__GOAL__. Pull out each line in the records below that contains the word "building".

__PROVIDED ENTRIES__.
+--

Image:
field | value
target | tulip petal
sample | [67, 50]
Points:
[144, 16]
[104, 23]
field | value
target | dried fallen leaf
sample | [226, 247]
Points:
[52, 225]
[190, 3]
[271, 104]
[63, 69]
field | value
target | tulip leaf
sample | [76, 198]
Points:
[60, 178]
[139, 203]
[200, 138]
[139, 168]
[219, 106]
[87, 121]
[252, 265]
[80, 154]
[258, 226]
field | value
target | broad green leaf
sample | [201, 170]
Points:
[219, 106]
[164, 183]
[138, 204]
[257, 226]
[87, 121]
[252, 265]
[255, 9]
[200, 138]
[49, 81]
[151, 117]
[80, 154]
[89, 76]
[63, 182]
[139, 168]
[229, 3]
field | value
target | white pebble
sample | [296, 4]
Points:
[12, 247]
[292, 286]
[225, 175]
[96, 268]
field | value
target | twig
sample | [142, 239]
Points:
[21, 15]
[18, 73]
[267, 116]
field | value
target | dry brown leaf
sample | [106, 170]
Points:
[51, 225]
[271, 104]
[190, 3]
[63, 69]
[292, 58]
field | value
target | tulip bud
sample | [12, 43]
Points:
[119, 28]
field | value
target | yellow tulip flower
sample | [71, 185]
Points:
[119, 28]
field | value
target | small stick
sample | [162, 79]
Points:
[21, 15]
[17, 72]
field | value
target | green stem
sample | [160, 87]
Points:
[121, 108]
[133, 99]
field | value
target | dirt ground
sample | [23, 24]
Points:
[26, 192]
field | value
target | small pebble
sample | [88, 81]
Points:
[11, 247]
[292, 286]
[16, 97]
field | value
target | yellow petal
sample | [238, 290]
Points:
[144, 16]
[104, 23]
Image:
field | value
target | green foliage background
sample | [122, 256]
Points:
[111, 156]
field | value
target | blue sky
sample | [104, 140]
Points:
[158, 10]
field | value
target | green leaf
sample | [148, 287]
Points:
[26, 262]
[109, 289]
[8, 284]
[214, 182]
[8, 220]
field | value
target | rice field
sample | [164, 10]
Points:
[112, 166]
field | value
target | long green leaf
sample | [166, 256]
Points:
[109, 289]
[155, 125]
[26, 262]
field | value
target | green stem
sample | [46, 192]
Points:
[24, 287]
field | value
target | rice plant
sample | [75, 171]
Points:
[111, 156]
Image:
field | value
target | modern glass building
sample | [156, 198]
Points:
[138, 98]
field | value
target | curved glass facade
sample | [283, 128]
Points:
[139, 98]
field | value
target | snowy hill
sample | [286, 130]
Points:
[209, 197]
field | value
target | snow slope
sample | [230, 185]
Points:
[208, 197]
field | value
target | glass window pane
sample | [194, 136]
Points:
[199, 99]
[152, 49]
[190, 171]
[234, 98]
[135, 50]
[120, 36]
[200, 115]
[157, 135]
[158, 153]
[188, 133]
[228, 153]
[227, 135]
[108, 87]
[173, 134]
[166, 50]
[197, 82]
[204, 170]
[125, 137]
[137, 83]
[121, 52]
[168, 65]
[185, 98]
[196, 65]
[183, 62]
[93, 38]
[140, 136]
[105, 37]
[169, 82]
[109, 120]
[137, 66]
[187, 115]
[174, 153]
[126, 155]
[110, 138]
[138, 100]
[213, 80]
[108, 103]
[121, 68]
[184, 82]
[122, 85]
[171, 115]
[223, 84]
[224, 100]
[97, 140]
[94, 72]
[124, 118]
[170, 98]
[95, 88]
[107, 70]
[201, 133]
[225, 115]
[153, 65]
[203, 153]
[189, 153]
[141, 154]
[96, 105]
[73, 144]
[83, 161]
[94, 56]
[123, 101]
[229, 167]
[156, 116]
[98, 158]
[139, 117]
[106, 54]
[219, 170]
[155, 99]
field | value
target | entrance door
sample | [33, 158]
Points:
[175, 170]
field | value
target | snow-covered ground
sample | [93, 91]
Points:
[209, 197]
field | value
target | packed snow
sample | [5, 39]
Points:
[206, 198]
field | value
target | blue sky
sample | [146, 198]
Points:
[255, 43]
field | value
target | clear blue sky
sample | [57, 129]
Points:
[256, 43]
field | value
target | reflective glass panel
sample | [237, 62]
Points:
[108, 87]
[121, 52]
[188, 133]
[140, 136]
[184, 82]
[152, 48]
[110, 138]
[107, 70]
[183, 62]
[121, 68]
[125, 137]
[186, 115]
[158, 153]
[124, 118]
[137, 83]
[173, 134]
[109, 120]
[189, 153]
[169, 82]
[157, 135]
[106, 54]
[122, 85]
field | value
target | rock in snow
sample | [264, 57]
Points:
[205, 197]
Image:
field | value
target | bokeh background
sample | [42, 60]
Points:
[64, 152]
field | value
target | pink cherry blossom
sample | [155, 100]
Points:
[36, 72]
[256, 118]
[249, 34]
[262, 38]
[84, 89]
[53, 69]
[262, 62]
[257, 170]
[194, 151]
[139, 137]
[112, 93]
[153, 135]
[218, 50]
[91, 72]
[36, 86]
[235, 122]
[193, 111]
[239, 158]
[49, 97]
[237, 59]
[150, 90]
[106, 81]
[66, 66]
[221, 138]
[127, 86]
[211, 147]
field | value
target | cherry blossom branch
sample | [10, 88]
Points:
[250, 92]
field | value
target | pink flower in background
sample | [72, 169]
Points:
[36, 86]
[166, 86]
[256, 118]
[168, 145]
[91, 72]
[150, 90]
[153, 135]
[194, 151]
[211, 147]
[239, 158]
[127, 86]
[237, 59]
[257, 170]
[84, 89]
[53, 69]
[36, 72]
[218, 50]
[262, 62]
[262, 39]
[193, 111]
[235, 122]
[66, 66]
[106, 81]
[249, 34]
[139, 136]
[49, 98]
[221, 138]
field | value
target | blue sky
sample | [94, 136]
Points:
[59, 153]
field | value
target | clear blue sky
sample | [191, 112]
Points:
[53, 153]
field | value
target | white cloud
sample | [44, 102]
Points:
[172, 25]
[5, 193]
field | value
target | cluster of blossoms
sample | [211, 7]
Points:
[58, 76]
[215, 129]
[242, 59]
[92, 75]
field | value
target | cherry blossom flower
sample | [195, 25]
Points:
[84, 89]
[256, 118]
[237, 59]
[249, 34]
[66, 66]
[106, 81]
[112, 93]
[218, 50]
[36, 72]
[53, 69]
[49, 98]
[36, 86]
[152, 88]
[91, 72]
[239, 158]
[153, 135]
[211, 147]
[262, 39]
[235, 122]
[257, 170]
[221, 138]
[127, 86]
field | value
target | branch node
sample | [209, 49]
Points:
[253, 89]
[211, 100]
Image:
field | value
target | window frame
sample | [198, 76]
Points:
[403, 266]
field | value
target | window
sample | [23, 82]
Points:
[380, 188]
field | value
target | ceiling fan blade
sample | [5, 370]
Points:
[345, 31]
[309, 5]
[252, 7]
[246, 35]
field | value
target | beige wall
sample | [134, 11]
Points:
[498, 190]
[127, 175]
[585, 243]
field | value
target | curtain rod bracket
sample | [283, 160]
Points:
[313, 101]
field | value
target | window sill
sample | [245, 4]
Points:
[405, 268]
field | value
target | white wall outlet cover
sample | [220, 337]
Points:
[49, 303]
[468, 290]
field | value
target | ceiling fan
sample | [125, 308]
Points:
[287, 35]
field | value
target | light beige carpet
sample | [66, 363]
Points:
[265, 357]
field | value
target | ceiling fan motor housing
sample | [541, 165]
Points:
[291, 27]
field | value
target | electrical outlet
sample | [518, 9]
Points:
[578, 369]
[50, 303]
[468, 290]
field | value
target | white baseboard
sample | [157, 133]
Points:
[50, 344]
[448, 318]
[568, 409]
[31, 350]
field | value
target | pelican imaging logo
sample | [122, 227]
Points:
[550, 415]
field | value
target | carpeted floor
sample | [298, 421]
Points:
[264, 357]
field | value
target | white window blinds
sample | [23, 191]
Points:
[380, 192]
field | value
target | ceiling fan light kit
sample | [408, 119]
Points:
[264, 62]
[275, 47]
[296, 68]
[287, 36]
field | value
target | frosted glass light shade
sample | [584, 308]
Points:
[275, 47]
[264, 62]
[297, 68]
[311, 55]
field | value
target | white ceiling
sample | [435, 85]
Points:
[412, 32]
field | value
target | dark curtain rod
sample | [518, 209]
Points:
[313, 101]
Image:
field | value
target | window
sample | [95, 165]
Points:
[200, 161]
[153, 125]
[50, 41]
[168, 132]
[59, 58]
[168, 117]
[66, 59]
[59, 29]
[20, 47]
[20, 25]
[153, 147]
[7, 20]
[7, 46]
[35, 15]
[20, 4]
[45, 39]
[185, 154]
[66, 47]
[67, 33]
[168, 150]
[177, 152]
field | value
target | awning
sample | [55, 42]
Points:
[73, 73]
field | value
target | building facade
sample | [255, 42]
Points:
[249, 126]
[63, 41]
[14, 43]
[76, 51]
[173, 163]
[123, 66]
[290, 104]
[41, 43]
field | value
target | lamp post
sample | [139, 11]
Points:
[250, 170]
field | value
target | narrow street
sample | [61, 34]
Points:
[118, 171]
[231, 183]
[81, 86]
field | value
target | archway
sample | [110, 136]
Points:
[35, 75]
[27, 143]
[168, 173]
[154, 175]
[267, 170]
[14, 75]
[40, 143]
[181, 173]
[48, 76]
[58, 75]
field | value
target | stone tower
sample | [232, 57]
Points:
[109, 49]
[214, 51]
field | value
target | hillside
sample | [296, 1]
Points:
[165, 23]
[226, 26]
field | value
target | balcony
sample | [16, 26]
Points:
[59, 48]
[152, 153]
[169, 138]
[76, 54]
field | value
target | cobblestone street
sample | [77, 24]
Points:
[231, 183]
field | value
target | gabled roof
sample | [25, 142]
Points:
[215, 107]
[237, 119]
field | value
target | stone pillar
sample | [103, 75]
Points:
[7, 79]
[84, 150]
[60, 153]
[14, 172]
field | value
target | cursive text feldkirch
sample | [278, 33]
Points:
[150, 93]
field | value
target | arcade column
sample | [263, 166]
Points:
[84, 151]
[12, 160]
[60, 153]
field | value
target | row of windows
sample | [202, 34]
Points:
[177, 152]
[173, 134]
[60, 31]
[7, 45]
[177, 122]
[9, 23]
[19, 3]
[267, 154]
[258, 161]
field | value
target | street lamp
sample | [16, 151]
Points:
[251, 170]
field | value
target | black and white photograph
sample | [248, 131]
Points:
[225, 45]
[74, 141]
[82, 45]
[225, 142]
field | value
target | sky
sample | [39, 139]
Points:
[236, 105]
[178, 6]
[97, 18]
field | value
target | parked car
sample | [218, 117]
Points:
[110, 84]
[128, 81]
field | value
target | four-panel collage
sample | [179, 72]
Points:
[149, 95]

+--

__TASK OUTPUT__.
target | modern glass building
target | building facade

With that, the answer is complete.